TASKS TO CARRY OUT =>
**a.** In the essay on mental illness after the Connecticut shooting, who told the writer that "reality is hitting these kids in the face"?
**b.** Pick up the essay on mental illness after the Connecticut shooting right after its last sentence, and carry it forward.
*** GIVEN PASSAGE ***
This morning my stomach is sick with sadness and worry. I am counting the moments until my own three kids burst through the door after spending the night with their grandparents. I am lucky.
Dozens of parents in Connecticut today will not see their babies laugh or cry ever again. Babies…5, 6, 7 year olds. Murdered in cold blood by a 20-year-old young man with a gun.
Arguments are flying about gun control, school security, and allowing God back in our schools. But, the real travesty, I think, is our country’s woefully inadequate support of the mentally ill. Gun laws or not, bullet proof glass or not, prayer or not, the sad fact is that no mentally sound person would commit such a heinous act.
And, none are more guilty of doing a terrible job with these patients than doctors just like me. Why? Because it is hard. Very hard. Mentally ill patients can be the most time-consuming, non-compliant, and under/uninsured of our society. So, they get left behind. Then, when they commit a horrific act, we talk for a second but in reality do nothing….till the next time.
First, we must be better at identifying mental illness EARLY. School psychologists, parents, teachers need to be better able to share concerns and information in the hopes of preventing illnesses from going underdiagnosed and undertreated.
Second, our 18-20 somethings are lost. In my practice, the numbers of college age kids that are depressed, anxious, suicidal, drug addicted, or dropping out of school are staggering. Something is happening in this generation that we need to understand better. A good friend and social worker explained to me last night that “reality is hitting these kids in the face.” Some have no skills. Some have ambitions they can’t monetize. Some are in the wrong crowd. Many make bad decisions. Most don’t seek help and the ones that do don’t get enough. All of them were once the age of these innocent kids that were murdered yesterday.
*** ENTRIES SHOWN ***
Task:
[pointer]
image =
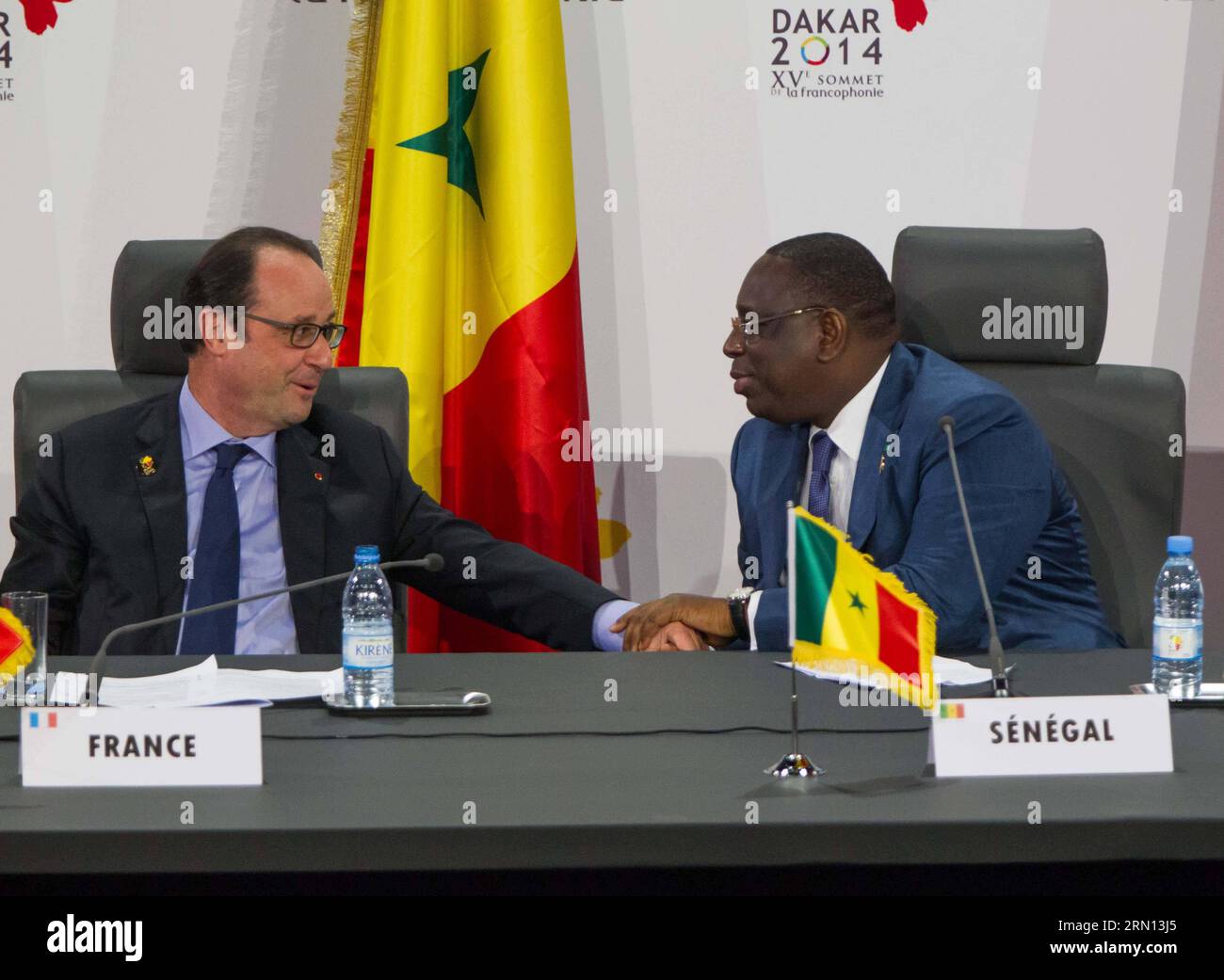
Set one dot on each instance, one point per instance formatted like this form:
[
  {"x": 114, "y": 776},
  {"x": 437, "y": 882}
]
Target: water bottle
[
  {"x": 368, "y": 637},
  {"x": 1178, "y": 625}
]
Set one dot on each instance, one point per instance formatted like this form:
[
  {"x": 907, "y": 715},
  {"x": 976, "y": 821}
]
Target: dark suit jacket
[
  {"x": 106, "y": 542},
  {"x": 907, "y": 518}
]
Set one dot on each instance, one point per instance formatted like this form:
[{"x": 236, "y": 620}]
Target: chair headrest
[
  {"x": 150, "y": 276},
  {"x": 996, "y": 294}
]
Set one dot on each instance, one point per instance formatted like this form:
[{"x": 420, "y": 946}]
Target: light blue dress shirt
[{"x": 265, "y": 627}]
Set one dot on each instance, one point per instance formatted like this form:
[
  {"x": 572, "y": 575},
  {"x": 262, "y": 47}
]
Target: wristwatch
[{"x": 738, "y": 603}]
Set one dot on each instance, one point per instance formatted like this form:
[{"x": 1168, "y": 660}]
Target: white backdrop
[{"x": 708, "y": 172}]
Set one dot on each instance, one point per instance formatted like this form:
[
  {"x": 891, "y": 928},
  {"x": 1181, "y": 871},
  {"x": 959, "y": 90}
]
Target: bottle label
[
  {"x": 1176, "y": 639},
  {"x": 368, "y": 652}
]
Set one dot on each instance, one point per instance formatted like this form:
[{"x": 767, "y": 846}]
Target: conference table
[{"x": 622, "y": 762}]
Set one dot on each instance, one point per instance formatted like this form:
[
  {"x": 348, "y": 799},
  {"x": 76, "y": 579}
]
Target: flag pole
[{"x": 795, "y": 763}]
***
ANSWERS FOR THIS EXERCISE =>
**a.** A good friend who is a social worker.

**b.**
Third, there is a difference between boys and girls. I may be criticized for this but it needs to be said. Doesn’t it seem that almost every senseless mass murder in a school is committed by a young man? Why? What are we doing to our sons? Or, what are we not doing? I am analyzing every step of my life with my son this morning. Is he going to resent me for always nagging him to put on pants? Am I babying him too much? If he doesn’t have a job should I support him or kick him out? Why, on the other hand, do girls turn their hurt inwards? They become promiscuous and anorexic and anxious but rarely do we read about them turning a gun on a room of school kids. What is it that girls have in their nature that boys don’t. Can we use these differences to learn about the psyche of a murderer?
Certainly, not every young adult I mention above is capable of such an act. But, take a lost 20-year-old young man with a undertreated mental illness, give him easy access to a gun and suddenly the tragedy is in our face.
In 2006, nearly $60 billion dollars were spent on mental health conditions. Over 10% of our population over age 6 is or has been on antidepressant. So, we are spending the money. We are prescribing the drugs but something is WRONG. The money is not going where it should. The drugs are not right or enough or being given to the right patients.
Until we (doctors, researchers, counselors, and psychologists) figure out that missing piece, there will be more mornings like today where we, as a nation, are just heart-sick.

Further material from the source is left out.